> Objective: Can you copy out the rows word for word, starting with the line that contains "[mark] the clock glass" and going on through the last of the rows, leaving out the pictures?
=-=-=
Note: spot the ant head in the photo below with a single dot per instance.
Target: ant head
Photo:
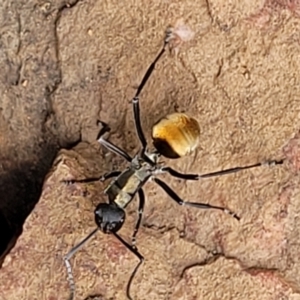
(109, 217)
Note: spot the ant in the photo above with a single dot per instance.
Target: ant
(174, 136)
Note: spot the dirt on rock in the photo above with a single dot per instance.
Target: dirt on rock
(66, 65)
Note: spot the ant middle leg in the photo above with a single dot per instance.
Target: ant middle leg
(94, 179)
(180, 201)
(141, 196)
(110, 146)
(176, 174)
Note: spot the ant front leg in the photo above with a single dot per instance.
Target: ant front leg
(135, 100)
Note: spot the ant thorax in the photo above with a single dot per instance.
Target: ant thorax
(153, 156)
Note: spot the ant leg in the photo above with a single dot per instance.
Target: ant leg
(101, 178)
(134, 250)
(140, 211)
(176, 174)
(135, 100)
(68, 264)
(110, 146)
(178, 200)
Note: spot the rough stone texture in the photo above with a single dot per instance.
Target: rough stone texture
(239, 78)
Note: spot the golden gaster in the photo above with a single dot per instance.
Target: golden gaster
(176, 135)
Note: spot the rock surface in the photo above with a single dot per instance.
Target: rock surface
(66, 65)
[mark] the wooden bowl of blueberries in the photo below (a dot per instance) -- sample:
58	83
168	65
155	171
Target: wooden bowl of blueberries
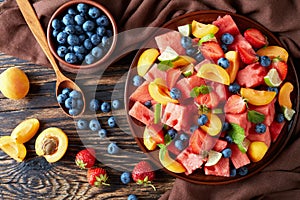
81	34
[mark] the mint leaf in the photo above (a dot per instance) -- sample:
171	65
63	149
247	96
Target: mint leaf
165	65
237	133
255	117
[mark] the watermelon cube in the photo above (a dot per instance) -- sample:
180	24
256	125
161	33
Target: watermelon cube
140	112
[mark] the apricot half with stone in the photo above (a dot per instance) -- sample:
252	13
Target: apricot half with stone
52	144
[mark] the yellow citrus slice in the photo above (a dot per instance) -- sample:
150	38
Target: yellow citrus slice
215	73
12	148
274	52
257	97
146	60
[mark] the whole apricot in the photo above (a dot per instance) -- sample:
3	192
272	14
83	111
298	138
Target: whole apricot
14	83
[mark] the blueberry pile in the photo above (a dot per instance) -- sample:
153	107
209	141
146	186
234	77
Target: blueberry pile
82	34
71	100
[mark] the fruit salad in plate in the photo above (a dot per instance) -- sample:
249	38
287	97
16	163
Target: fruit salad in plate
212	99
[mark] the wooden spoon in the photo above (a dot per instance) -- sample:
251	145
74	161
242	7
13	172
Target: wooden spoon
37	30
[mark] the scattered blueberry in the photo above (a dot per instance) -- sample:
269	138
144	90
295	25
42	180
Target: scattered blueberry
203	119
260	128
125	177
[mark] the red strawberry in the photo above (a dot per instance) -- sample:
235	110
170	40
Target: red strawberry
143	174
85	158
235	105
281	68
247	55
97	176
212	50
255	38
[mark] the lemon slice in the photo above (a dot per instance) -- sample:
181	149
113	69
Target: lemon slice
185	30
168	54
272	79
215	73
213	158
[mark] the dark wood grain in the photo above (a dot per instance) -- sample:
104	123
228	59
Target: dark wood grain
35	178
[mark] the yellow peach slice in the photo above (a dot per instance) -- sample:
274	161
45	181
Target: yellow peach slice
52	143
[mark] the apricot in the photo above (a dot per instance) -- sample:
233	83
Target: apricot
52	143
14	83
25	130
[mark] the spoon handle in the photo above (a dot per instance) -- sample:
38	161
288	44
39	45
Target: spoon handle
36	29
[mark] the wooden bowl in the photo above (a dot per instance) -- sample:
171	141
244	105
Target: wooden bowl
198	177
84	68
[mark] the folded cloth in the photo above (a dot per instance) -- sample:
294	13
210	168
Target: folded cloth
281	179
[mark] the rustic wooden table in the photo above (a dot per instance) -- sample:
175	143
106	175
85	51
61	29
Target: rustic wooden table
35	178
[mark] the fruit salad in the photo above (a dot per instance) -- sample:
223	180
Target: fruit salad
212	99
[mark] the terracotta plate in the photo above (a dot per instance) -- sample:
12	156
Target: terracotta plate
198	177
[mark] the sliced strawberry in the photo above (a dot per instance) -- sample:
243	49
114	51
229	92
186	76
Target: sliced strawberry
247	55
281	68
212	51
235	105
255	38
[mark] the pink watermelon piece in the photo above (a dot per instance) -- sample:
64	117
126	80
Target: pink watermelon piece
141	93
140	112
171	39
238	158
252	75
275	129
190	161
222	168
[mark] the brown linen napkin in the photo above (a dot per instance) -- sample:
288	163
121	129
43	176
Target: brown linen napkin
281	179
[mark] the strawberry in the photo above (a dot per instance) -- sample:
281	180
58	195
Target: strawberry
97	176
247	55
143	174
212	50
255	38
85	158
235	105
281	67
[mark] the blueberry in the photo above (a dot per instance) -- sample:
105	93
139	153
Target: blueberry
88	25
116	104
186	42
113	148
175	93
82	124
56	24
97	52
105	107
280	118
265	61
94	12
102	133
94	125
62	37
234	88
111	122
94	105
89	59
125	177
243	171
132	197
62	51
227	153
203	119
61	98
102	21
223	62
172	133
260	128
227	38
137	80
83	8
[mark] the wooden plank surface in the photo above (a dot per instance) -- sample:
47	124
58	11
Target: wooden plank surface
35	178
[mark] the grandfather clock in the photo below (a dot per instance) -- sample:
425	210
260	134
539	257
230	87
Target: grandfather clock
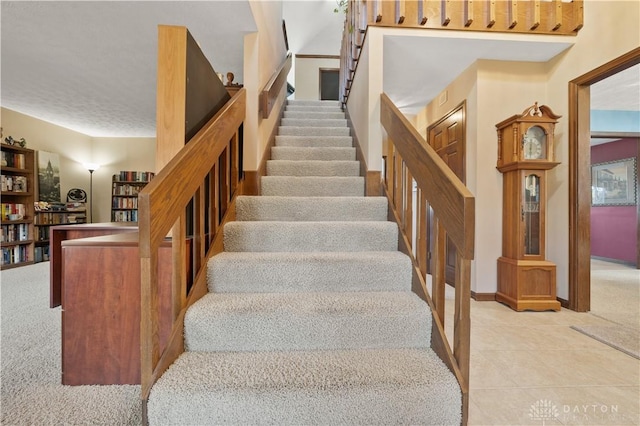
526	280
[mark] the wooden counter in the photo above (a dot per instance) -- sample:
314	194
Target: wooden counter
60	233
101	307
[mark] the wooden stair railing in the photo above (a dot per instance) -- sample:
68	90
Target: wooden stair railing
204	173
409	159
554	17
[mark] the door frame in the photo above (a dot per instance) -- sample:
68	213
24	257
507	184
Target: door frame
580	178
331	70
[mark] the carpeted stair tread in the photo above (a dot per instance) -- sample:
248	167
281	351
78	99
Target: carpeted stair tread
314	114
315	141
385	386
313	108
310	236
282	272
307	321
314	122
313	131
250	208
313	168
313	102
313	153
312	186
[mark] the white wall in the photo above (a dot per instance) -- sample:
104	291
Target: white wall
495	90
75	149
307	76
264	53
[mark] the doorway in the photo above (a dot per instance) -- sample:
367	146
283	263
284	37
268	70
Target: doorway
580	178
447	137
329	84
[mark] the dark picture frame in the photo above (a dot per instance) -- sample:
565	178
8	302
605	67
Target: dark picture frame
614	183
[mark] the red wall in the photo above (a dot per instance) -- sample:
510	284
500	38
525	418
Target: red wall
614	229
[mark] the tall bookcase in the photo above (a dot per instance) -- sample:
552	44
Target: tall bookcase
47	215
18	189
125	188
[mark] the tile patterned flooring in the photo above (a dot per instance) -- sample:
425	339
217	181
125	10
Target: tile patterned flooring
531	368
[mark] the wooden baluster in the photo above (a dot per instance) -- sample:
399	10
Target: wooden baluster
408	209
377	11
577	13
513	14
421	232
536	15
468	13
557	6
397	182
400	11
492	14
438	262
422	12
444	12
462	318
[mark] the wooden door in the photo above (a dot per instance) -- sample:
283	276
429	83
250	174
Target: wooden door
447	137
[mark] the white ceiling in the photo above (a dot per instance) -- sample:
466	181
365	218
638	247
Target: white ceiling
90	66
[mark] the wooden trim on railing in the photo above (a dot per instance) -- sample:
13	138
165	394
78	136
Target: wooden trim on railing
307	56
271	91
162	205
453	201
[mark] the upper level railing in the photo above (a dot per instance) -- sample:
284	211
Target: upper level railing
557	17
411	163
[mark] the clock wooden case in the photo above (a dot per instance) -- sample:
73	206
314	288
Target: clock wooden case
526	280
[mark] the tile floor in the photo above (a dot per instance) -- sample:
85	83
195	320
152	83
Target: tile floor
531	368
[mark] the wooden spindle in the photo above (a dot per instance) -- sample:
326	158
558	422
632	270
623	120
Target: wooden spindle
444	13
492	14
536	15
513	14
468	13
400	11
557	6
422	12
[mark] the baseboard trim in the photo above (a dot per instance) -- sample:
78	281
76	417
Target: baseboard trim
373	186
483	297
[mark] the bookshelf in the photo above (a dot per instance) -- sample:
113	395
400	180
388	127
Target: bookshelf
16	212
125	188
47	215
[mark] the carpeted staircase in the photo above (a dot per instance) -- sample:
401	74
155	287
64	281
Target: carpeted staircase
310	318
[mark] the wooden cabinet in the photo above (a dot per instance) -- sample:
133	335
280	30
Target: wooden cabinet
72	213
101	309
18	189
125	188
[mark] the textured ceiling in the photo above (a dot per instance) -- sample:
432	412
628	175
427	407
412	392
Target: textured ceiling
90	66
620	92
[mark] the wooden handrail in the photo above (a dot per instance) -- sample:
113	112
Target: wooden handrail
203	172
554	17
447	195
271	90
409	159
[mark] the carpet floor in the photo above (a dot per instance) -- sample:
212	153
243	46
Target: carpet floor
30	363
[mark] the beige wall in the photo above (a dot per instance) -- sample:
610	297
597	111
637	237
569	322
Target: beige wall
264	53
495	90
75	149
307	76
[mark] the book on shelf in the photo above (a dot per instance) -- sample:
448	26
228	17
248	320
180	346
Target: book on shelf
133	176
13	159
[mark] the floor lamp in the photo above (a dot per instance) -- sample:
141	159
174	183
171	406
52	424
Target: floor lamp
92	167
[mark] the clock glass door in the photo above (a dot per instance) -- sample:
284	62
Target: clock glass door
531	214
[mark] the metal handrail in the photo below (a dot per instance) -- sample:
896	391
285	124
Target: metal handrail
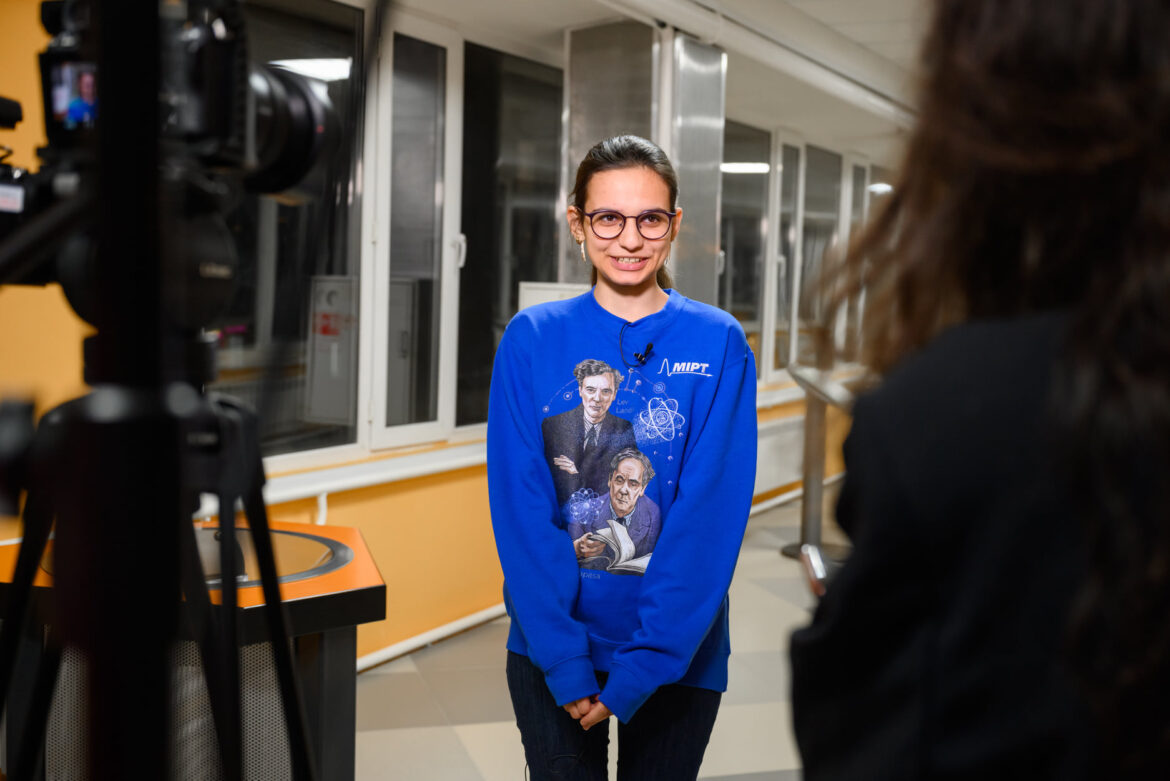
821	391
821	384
=-=-=
> Written answer:
[mark] the clock glass door in the photo above (a dot per instance) -- sample:
284	62
Target: clock glass door
531	214
[mark] the metal handrail in the photo below (a dot per instance) -- sample:
896	391
285	124
Target: metal handrail
821	391
821	384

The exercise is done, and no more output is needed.